Write out, word for word, every line from the one containing "Where can the red" through the last line of the records below, both ends included.

—————

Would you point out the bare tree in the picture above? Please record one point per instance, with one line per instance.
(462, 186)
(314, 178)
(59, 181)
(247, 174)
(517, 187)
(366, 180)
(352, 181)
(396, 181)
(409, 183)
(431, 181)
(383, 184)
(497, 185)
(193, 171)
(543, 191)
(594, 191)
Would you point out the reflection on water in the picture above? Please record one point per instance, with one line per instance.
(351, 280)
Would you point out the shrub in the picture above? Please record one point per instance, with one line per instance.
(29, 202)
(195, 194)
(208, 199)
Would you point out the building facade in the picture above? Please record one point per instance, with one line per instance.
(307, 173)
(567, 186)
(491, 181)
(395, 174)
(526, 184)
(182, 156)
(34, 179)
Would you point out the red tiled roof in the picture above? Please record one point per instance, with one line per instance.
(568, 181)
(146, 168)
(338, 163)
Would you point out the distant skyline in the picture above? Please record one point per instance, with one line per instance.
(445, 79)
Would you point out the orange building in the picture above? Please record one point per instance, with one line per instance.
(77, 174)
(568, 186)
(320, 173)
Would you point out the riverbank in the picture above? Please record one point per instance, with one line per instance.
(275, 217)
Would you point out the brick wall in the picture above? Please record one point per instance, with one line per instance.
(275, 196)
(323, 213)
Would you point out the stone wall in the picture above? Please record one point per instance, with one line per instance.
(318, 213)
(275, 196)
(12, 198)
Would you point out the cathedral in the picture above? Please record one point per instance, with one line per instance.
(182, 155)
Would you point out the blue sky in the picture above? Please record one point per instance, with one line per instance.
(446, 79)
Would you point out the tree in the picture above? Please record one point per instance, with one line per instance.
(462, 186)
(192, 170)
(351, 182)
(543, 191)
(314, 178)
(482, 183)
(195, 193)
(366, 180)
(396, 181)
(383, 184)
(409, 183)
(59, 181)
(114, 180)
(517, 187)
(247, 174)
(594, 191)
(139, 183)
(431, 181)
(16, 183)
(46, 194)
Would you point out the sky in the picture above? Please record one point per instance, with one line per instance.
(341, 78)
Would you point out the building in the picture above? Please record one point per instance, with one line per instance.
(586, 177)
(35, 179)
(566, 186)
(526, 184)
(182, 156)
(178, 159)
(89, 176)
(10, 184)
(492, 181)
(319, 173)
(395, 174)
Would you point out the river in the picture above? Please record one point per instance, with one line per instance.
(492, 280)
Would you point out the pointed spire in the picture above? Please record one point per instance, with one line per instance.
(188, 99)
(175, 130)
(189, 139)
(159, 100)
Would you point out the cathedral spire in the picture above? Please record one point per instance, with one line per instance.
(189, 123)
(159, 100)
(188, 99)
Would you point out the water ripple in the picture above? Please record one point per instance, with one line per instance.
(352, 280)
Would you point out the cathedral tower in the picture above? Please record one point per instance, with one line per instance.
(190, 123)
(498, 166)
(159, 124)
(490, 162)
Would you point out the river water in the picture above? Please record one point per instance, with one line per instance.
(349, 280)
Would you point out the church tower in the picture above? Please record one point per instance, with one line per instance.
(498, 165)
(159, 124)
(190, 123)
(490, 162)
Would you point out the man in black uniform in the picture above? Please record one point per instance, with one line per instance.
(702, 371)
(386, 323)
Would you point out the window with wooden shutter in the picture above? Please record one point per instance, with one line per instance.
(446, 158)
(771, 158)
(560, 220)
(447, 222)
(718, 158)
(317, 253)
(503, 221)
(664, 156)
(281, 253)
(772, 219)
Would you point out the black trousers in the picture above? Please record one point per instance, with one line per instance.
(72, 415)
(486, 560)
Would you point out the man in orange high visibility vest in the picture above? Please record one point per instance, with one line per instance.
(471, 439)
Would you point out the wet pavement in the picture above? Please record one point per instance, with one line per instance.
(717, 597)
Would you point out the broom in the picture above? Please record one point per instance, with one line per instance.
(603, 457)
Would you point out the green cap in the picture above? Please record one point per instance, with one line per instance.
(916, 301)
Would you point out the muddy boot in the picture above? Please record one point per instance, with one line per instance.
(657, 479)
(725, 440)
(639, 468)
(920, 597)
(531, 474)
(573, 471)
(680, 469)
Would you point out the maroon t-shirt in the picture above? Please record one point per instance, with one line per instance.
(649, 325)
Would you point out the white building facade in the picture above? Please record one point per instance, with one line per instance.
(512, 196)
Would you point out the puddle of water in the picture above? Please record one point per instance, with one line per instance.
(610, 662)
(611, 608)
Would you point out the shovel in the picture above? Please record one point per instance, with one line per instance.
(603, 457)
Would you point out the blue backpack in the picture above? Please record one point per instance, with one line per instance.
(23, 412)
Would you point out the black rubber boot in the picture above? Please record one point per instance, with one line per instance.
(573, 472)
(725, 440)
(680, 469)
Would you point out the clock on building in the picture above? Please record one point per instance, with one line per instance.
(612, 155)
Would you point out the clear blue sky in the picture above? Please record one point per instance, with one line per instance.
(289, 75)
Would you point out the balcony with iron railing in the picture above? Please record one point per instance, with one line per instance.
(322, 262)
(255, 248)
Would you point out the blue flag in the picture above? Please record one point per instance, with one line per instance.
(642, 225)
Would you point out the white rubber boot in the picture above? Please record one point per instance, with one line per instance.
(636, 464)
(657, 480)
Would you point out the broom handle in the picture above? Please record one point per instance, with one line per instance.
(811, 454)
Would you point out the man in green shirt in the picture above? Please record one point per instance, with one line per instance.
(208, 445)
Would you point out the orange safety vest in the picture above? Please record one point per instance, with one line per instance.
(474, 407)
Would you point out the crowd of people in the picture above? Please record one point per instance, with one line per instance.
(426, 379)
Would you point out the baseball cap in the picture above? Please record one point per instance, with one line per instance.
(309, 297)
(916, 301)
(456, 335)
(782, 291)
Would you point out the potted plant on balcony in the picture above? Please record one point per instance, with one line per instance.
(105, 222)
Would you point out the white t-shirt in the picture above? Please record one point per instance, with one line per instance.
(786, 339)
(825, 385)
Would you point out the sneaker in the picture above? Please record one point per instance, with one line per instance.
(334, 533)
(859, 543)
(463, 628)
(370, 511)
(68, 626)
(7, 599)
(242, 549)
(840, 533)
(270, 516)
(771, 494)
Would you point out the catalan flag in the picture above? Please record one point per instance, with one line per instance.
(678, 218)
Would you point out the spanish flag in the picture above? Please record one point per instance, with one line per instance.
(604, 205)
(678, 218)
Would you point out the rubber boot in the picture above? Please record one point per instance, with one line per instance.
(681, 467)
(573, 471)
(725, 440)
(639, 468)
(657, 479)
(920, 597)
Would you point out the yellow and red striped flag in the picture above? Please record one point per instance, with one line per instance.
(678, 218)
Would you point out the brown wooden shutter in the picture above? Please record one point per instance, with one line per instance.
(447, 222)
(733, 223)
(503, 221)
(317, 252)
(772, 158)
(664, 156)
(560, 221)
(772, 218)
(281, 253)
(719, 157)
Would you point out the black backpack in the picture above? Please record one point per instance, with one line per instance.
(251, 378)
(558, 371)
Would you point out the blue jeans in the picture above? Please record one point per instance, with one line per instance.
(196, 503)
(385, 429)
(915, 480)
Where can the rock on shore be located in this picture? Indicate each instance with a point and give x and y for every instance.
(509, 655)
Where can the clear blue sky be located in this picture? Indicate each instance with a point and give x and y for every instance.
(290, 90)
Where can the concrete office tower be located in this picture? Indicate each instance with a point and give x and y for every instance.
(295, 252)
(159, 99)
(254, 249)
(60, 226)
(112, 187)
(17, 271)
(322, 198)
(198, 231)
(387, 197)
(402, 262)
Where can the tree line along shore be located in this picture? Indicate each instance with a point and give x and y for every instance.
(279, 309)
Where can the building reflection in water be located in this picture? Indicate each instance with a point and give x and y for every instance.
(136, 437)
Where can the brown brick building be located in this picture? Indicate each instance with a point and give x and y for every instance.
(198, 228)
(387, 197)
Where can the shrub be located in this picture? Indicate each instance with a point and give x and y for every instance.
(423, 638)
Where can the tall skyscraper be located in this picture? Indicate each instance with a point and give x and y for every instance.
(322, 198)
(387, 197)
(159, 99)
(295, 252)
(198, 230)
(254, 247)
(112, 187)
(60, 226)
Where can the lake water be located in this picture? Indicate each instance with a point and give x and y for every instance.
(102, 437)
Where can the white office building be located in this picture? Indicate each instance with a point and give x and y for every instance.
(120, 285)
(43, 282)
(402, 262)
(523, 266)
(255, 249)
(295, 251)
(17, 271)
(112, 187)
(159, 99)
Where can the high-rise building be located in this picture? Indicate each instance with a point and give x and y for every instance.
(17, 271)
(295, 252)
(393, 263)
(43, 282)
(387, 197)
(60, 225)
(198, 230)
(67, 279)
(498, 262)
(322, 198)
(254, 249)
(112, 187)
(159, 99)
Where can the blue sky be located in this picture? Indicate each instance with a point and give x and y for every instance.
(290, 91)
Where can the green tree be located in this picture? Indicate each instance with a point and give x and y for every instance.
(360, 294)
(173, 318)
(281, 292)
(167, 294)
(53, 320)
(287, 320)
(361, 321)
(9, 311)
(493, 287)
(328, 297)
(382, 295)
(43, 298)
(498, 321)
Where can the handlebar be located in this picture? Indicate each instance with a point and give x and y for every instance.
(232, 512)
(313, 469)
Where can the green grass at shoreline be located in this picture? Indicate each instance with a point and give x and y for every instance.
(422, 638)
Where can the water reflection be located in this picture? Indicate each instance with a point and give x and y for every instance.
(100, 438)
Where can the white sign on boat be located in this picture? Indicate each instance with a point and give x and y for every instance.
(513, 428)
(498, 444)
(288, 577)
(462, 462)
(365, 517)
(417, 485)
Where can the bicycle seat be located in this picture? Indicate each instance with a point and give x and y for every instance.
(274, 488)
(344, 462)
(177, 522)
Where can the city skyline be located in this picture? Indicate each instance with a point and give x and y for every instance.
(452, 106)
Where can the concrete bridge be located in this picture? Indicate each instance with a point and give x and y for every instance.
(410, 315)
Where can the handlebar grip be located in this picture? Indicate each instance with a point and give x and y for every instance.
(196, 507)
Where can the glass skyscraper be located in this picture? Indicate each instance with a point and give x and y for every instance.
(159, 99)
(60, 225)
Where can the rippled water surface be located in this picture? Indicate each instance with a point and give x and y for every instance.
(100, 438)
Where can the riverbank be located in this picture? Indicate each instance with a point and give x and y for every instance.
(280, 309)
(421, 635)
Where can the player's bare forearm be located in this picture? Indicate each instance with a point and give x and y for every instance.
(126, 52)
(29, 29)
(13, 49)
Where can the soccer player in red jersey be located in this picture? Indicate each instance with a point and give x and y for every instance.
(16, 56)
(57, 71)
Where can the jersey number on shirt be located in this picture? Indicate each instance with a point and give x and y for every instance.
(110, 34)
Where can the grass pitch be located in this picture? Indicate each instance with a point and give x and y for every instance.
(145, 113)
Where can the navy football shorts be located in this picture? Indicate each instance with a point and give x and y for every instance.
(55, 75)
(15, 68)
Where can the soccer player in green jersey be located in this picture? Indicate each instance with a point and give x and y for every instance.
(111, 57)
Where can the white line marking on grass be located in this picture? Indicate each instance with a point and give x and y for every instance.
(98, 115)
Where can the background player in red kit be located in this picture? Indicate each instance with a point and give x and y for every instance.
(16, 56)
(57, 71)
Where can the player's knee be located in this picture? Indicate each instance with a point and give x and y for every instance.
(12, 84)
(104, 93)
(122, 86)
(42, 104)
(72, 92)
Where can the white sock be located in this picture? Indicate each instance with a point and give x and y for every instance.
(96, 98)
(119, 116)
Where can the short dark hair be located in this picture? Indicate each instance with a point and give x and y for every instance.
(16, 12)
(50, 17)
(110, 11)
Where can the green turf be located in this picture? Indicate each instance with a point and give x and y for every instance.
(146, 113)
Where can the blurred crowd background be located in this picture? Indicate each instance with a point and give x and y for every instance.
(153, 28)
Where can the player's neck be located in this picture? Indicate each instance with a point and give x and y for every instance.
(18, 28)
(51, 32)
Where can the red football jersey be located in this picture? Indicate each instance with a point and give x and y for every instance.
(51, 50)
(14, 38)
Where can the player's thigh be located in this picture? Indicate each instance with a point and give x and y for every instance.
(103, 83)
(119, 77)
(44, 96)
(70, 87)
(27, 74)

—————

Exercise solution:
Where can the red football jersey be located in this picture? Indicate each instance with a point and give x and y for every instance.
(51, 50)
(14, 38)
Where can the player's thigh be located in this picture? Indicate each instance with a point and give x and y for every instance.
(103, 83)
(119, 77)
(44, 96)
(70, 87)
(27, 74)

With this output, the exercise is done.